◆ **What you have to do**
Rewrite these lines with every "Indicate" changed to "Mark", keeping all other text the same.

◆ **Dataset items**
↓

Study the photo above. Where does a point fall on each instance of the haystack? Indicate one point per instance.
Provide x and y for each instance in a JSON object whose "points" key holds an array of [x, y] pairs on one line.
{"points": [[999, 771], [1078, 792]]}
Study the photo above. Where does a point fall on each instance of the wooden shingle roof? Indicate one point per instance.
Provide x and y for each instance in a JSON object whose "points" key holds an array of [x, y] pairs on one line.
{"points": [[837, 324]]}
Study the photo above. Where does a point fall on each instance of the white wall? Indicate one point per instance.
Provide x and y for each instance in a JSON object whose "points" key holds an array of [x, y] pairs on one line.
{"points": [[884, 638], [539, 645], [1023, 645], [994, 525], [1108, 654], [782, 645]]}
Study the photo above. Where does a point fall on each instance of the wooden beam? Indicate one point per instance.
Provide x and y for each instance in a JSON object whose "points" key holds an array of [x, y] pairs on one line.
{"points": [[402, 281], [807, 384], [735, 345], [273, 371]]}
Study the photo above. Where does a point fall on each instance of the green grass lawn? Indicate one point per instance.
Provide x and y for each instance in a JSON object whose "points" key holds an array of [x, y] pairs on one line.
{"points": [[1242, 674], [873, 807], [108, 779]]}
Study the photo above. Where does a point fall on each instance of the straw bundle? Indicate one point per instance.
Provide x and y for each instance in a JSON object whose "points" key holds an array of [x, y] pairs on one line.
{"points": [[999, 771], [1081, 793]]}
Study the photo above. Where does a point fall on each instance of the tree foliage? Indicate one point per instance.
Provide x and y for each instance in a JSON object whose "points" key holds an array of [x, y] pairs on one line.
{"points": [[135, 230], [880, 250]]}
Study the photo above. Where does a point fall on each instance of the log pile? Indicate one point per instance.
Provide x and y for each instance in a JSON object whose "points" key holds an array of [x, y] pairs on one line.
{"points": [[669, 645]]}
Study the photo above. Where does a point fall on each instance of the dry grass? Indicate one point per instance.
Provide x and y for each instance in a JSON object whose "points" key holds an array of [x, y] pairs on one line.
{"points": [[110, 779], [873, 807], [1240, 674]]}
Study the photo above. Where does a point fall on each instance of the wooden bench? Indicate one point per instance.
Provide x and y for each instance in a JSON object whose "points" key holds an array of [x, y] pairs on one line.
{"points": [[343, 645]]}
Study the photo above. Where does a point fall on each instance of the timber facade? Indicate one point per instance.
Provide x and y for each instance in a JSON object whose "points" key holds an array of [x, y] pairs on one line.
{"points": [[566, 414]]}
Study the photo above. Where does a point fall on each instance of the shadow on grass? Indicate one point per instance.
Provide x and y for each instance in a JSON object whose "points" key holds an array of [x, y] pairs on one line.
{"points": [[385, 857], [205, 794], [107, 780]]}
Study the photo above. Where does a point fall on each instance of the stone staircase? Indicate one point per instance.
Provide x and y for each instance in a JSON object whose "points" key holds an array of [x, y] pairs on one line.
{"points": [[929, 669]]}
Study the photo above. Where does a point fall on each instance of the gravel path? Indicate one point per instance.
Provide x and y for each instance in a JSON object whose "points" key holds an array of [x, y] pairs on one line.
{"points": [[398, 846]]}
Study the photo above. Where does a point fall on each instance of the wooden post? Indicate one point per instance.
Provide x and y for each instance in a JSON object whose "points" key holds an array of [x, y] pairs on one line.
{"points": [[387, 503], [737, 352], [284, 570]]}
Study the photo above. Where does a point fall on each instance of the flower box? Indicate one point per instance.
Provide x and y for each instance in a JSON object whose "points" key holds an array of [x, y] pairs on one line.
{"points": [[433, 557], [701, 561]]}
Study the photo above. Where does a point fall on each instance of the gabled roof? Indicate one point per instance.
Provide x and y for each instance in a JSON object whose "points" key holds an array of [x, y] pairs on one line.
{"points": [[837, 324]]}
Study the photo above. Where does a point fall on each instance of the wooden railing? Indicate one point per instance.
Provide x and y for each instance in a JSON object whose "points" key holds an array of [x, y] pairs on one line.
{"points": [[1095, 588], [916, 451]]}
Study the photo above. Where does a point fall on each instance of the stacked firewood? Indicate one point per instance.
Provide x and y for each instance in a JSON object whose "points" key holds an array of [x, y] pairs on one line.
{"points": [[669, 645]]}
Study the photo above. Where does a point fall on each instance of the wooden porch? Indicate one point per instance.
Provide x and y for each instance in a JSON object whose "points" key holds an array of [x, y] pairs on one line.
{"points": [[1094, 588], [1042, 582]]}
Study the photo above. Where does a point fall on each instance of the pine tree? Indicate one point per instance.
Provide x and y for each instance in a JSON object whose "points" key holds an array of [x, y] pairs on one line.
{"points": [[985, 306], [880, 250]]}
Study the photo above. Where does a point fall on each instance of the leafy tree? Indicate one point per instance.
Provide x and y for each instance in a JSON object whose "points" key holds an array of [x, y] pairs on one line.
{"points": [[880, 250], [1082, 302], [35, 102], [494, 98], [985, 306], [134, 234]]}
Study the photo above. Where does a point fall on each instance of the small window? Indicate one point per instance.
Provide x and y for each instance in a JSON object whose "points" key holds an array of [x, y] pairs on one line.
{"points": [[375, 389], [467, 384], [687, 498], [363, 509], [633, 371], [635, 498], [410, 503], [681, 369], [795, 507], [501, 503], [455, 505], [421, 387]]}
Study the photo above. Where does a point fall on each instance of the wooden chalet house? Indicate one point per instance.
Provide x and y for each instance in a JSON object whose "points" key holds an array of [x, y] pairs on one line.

↑

◆ **Reply to the exercise**
Study the photo above. Where does a point fall on each instance of the haystack? Mark one point per instance.
Provide x and y for each instance in a JSON object whose "points" key holds an array of [x, y] pairs on one line.
{"points": [[999, 771], [1078, 792]]}
Study the photo above. Where does a point fall on each instance of the wooden shingle roof? Mark one point per instance.
Provide x and y for each instance in a JSON object whose "points" key holds an array of [x, y] pairs on one line.
{"points": [[837, 324]]}
Study the photo above. Where does a point fall on each instance of the white wall? Mark one point per instance.
Provide x and y for each instance in a JSON object whose "points" key holds an array of [x, y] pairs on one line.
{"points": [[884, 638], [539, 645], [1023, 645], [994, 525], [1108, 654], [782, 645]]}
Study the photo above. Where does a point fall on each instance of the wooden beam? Mark one point per instance.
Provide x and y for each instance in a JSON object whose "points" key holds an array of [x, y] pairs on one line.
{"points": [[402, 281], [807, 384], [735, 345], [273, 371]]}
Study the photo above. Where does a point fall on each instance of the green grass lawn? Mark one point per instance.
Provide x and y for each instance in a JSON object whose "points" key holds an array of [x, y] pairs on one line.
{"points": [[1242, 674], [873, 807], [108, 779]]}
Study the photo above. Where does a point fall on each instance of the straw bundle? Mark one point per instance.
Provide x and y for each instance in a JSON object whose "points" key holds an array of [x, y] pairs on one line.
{"points": [[999, 771], [1081, 793]]}
Study the photo above. Where does a point fall on each instance of the tree foliage? Mark one point per instance.
Provide x and y for each instance in a JSON object whose "points" key holds an array of [x, y] pairs on one line.
{"points": [[135, 230], [880, 250]]}
Study the photo above. Where does a point fall on each instance of the log pile? Mark one point per instance.
Provide x and y for each instance in a JSON object whose "points" key holds an array of [x, y] pairs on one line.
{"points": [[669, 645]]}
Study the photo above. Where does a point fall on each instance of the dry grass? Mark one point per instance.
Provide x and y for each instance in a JSON object whose "points" key holds an array of [x, y] pairs on one line.
{"points": [[110, 779], [873, 807], [1240, 674]]}
Study the photo above. Where does a point fall on each instance of the wooden bench? Mark one point per instance.
Provide x and y for each instance in a JSON object whose "points" key holds an array of [x, y] pairs on one line.
{"points": [[343, 645]]}
Study the photo above. Where does a point fall on each instance of the timber facade? Mark one point per instance.
Provide x and y for each instance in a JSON object whose "points" key holds an array of [x, y] pairs on one line.
{"points": [[566, 414]]}
Study the photo above. Where does a point fall on each instance of the shadow on grass? Mark one point per instance.
Provide x and y for each instance in a JSON object whose "points" key holds an array of [x, y] pairs on one line.
{"points": [[385, 857], [205, 794], [107, 780]]}
Study the photo above. Where does a point fall on each instance of the stone staircase? Mark one point per instance.
Provide x and y for each instance in a JSON object whose "points" key holds an array of [x, y] pairs on one line.
{"points": [[929, 669]]}
Study the photo above. Where does a point fall on each instance of the gravel path? Mark one point per instance.
Provide x and y for each instance in a JSON object whose "points" key holds an array of [x, y] pairs on one line.
{"points": [[398, 846]]}
Study the photo above. Where does a point fall on each instance of the wooden post? Mark one point per instance.
Provide x and y for each instance in a JSON object whose "points" key holds an array of [x, y] pairs on one line.
{"points": [[387, 503], [737, 352], [284, 570]]}
Study the photo above. Where does a point fall on each instance of the flower box? Mark one point per instance.
Provide x and y for each instance in a JSON object whose "points" key holds an array of [x, y] pairs on one line.
{"points": [[433, 557], [701, 561]]}
Study the photo above. Where does a point fall on each instance of the gabled roof? Mark one point per instance.
Provide x and y for each instance in a JSON object whose "points" key holds an array of [x, y] pairs on one line.
{"points": [[837, 324]]}
Study the photo above. Where does a point fall on each instance of the wooden railing? Mark one point per instance.
Provide x and y for each instance in a JSON object whose "points" key holds an array of [x, y] pairs on one line.
{"points": [[1095, 588], [916, 451]]}
Study the photo above. Where does a point fall on each instance of the stacked firewood? Mark one point per instance.
Provide x and y for each instance in a JSON object whose "points" key holds an array of [x, y] pairs on one line.
{"points": [[669, 645]]}
Study the photo above. Where does a point fall on each instance of the wooden porch? Mark one point per instance.
Provide x and y for each instance in a JSON object whose "points" key holds an array of [x, y] pairs on one line.
{"points": [[1094, 588], [1042, 582]]}
Study the photo above. Where does a point fall on each instance of the pine tree? Mark one point per instance.
Provide x and y for each instance in a JSON object whose "points" key holds an array of [x, y] pairs on one line.
{"points": [[985, 306], [880, 250]]}
Study the photo above. Where does a point fall on each instance of the leafy tree? Mark one point per instance.
Provide x and y for each instance in a JSON object whose "points" key holds an array of [x, y] pairs on one line.
{"points": [[880, 250], [1082, 302], [35, 102], [494, 98], [985, 306], [134, 234]]}
Study the photo above. Where does a point fall on each instance of the small window? Mark one point per instance.
Provide x and y for each instance in a JSON object whose "points" key holds an array of [x, y] pairs on one line.
{"points": [[375, 389], [467, 384], [687, 498], [363, 509], [633, 371], [635, 498], [410, 503], [681, 369], [795, 507], [501, 503], [455, 505], [421, 387]]}
Study the photo above. Where does a point fall on each instance of the wooden chalet house? Mark one point per instance.
Provide x and y for each instance in a JSON object whose "points" key holds an array of [x, y] pairs on one line.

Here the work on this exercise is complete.